- Source text -
_ _ _ _ _ _ _
A Sermon for the Second Sunday of Lent
February 25, 2018
(Genesis 17:1-16; Psalm 22:24-32; Romans 4:13-25; Mark 8:31-38)
In our Genesis reading God changes the destiny of Abram and Sarai. To be sure, this elderly couple have each other. They are very rich. They have lived a full life.
Yet Abram and Sarai have no children of their own. Theirs is a lifetime of heartache and wonder. Why us? What did we do wrong? Perhaps at their age they have finally come to acceptance. Theirs is a fruitless marriage. Soon they will be forgotten.
Yet as God renames this couple God also re-destines them. Abram is asked to think of himself differently: ‘Abraham’ means ‘the father of nations’. Sarai too is to hear her name anew: the meaning is the same as Sarai but it sounds very different. ‘Sarai’ and ‘Sarah’ both mean ‘princess’.
I wonder what happens to this broken couple as they – both in their nineties – begin to refer to each other by these new names? Perhaps initially it just feels silly. Maybe it evolves to merely rub salt into the wound of a lifetime. Perhaps it is only after Sarah’s belly begins to expand that it stirs hope.
Yet even before this prophetic re-naming, Abraham responds by bowing before this God and listening. In our passage it is his act of trust. God has spoken. Abraham and Sarah’s story has changed. Their destiny is different. Perhaps they will be remembered and know the illusive joy of new life. All they can do is trust and affirm these God-words every time they refer to one another.
Israel came to believe – surely in part because of this promise fulfilled in the birth of Isaac – that their God seeks out the ‘lowly and despised’ and is worthy of our ‘praise’, ‘honour’, and ‘worship’. God is worthy of our trust.
Paul reminds us in our Romans reading that trust in God – this faith – is the very foundation of our salvation and insists that this is no new development. From the time of Abraham to the time of Jesus the call to the world was always the same: Have faith in God. Trust this one. It is through this trust – not through legalism, works, or morality – that the sinner is credited with ‘righteousness’.
We are saved by nothing but a trusting, honest, open, and obedient relationship with God.
_ _ _ _ _ _ _
- Supplied material -
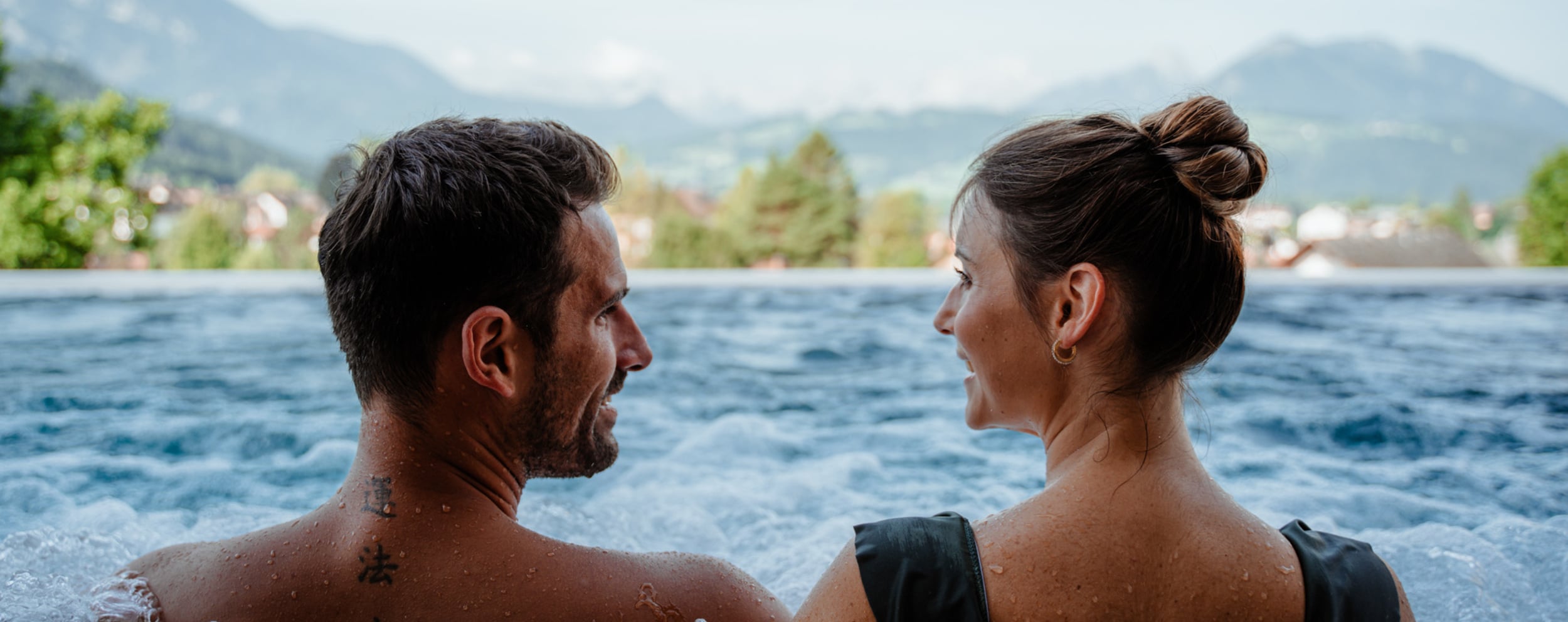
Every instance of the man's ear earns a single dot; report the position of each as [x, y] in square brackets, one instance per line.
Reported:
[494, 350]
[1079, 298]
_ _ _ _ _ _ _
- Your instructions -
List every scripture passage cited at the top of the Lent sermon, giving the book and verse range of each.

- Reply -
Genesis 17:1-16
Psalm 22:24-32
Romans 4:13-25
Mark 8:31-38